Source.
+++++
The Structure and Aims of the Study
We begin by summarizing the concept of measurement error and its significance in MM. Next, we discuss MI, highlighting its relevance for MM. Subsequently, we introduce our simulation method, detail its application, and present the results. The simulation study examines three specific and realistic scenarios. The first involves estimating MM regression using observed indicators (factor scores) under conditions where MI is given and measurement error is ignored. This scenario explores the impact of measurement error on MM estimates. In the second scenario, we assess how measurement noninvariance affects the results in MM regression. Finally, the third scenario examines the implications of measurement noninvariance in MM structural equation modelling (SEM; Heck and Thomas 2015; Hox, Moerbeek, and van der Schoot 2018; Meuleman 2019; Muthén 1994; Rabe-Hesketh, Skrondal, and Pickles 2004), of which MM regression is a special case.
We present the results of the Monte Carlo simulations for several key parameters of interest in MM: (1) individual-level effects (level 1), (2) higher-level effects (level 2), and (3) cross-level interaction effects. This analysis reveals whether, and under which conditions, conclusions in MM remain valid, even when MI is not supported by the data and the reliability of indicators is not perfect. To the best of our knowledge, this study is the first to examine the significance of MI for MM and the combined relevance of MI and measurement error. We conclude with a summary of the main findings.
There is no Measurement Without Error
In scientific research, it is a fundamental truth that virtually no measurement is entirely free from error. This principle extends beyond the social sciences, permeating all disciplines that rely on empirical data. The inherent uncertainty in measurements underscores the need for rigorous consideration and analysis in all scientific endeavours. To address this issue, researchers have advocated for the use of composite indicators, particularly in questionnaires, as these allow for multiple measures of the same construct, thereby increasing reliability.
These composite scores are typically constructed using multiple indicators that reflect an individual's beliefs or attitudes. Reliability of these indicators is often assessed using measures like Cronbach's alpha (Cronbach 1951) or McDonald's omega (Raykov 2011). When these indicators demonstrate high reliability, they are frequently used as variables in MM and other types of analyses. However, accounting for random measurement error in sociological studies in general, and particularly in MM, has been more the exception than the rule (Saris and Gallhofer 2014). This is unfortunate because low reliability due to random measurement errors can lead to severely biased research findings.
+++++
Collected material.
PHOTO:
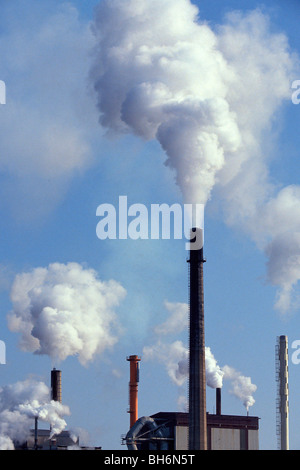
+++++
Task to complete.
Could you continue the passage about measurement error, picking up right after its last sentence?

Output for this exercise.
A common bias introduced by measurement error is attenuation bias (Pokropek 2015), where low reliability leads to an underestimation of correlations and regression coefficients. Specifically, the parameters of regression models (including MM parameters) will be downwardly biased, inversely proportional to the reliability of the independent variables. To address known reliability issues, some researchers have proposed adjusting coefficients by dividing them by the reliability factor (see Woodhouse, Goldstein, and Rasbash 1996). However, in more complex modelling scenarios, addressing measurement error and bias becomes increasingly challenging, as both the direction of bias and suitable analytical corrections are often unknown (Bollen 1989). For instance, Pokropek (2015) demonstrated that ignoring measurement error in MM typically leads to significant upward biases, creating ‘phantom effects’ indicating positive significant effects even when – in reality – they do not exist.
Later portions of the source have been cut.